- _Short problem_
List the data as numbered lines, from the line containing "Box the overcast" through the end of the data, both ends included. Leave out blank lines and pictures.

··· Data records ···

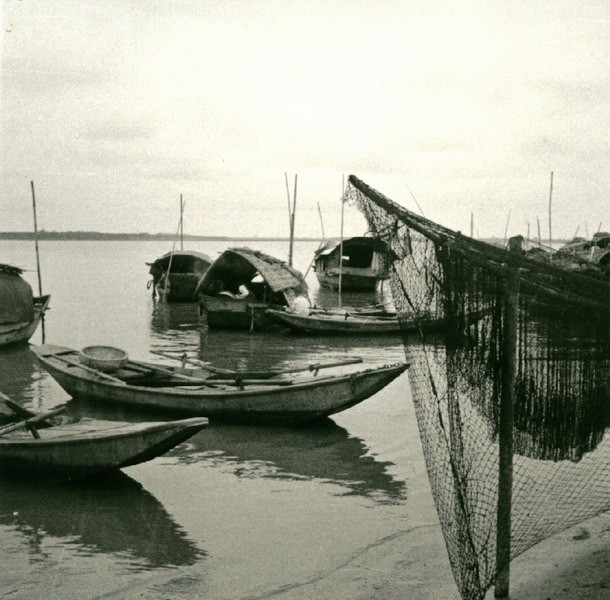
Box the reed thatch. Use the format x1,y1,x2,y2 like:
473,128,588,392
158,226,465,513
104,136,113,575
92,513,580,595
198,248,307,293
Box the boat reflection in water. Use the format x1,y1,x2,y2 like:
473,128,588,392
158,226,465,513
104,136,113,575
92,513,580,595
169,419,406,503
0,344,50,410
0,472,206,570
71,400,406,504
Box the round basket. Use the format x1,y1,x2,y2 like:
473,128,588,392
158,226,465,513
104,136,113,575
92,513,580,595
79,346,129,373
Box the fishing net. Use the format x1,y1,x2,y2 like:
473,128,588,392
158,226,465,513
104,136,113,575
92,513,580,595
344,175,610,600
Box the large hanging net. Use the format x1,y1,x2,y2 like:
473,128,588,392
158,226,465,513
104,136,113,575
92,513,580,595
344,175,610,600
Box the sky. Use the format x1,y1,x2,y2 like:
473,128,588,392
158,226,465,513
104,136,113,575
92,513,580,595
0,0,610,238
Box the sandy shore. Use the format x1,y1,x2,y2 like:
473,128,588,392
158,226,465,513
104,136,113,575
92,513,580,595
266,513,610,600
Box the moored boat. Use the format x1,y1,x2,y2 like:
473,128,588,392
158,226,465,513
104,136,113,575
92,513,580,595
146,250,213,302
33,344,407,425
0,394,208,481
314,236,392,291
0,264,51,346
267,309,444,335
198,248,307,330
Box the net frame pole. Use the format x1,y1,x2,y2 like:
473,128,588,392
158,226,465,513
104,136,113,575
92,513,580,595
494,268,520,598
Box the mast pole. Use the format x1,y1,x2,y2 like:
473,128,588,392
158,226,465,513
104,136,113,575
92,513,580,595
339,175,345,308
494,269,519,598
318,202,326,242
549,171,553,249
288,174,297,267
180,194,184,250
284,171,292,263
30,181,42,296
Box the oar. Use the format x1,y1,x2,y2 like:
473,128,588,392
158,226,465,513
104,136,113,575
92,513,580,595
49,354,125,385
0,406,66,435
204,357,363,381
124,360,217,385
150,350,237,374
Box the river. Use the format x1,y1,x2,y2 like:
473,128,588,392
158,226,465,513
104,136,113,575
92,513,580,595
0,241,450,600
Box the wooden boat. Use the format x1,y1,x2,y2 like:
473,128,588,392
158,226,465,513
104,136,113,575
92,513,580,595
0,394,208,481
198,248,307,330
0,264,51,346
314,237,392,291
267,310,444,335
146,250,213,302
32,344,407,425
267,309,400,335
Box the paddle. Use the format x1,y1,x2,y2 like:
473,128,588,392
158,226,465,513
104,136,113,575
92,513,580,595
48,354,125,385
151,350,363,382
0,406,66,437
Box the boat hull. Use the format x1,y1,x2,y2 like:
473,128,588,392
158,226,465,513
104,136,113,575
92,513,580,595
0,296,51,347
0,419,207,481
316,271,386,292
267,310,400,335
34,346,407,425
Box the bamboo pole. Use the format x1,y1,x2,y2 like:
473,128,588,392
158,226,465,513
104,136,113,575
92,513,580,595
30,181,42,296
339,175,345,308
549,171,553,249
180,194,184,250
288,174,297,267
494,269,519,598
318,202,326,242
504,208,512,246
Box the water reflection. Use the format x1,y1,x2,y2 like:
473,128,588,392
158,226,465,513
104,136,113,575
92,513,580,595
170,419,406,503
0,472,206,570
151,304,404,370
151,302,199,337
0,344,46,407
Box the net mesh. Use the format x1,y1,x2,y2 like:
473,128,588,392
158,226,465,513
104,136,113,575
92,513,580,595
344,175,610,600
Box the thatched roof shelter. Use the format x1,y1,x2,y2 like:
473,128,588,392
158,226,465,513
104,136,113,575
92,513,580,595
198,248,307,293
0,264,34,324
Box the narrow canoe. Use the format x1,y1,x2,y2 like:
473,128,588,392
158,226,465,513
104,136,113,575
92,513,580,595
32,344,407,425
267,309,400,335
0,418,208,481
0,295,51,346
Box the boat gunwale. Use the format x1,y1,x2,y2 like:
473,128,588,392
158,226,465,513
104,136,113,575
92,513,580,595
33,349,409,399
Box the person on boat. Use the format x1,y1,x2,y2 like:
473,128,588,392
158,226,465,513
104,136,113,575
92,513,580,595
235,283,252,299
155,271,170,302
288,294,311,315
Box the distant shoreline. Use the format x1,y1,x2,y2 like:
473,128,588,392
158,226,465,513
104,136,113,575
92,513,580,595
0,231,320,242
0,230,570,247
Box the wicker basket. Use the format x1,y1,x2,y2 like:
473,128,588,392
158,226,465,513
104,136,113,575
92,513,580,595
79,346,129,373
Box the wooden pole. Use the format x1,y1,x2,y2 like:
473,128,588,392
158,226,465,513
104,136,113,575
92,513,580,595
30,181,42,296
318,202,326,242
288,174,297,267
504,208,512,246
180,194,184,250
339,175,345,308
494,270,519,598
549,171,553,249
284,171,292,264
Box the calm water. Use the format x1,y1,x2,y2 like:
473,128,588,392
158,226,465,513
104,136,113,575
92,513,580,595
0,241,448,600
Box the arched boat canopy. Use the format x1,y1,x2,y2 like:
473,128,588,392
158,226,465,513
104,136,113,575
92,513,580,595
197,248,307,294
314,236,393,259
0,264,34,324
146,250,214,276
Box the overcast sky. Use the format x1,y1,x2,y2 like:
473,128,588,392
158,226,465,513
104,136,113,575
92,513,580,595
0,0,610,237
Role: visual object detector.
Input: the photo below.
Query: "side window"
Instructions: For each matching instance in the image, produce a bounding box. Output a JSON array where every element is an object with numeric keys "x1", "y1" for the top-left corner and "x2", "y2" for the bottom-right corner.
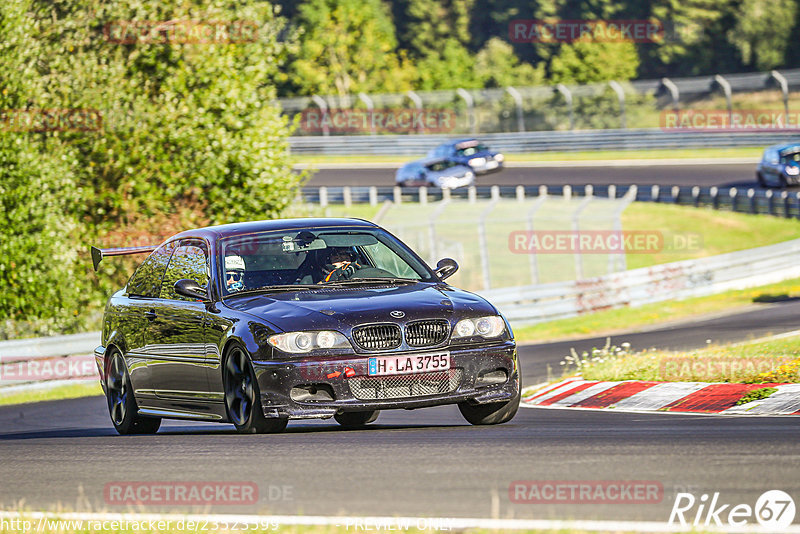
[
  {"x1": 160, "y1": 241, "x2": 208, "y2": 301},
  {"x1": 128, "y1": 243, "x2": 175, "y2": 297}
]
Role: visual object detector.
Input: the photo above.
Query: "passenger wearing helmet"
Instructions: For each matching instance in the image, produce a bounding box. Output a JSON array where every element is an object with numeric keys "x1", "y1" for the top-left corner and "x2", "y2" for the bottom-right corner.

···

- _Result of this task_
1. Box the overcast sky. Use the format x1,y1,x2,y2 like:
2. 473,128,588,392
3. 158,226,465,513
4. 104,136,113,575
5. 92,513,580,595
6. 0,0,610,237
7. Role: visual object detector.
8. Input: the photo below.
9. Query: "side window"
10. Instructions: For each matching instance in the image, produce a bounding box. Output a JSON array where every element is an object with numeric keys "x1", "y1" for the top-left corner and "x2", "y2" for the bottom-right corner.
11. [
12.   {"x1": 160, "y1": 241, "x2": 208, "y2": 301},
13.   {"x1": 128, "y1": 243, "x2": 175, "y2": 297}
14. ]
15. Role: visual object detector.
16. Input: the photo above.
17. Query: "passenger wearing helmet"
18. Instructions: For each matching instance in the image, produce a bounding box. Output a JSON array where every element is an object with numeric keys "x1", "y1" for the top-left corner and "x2", "y2" for the bottom-right corner.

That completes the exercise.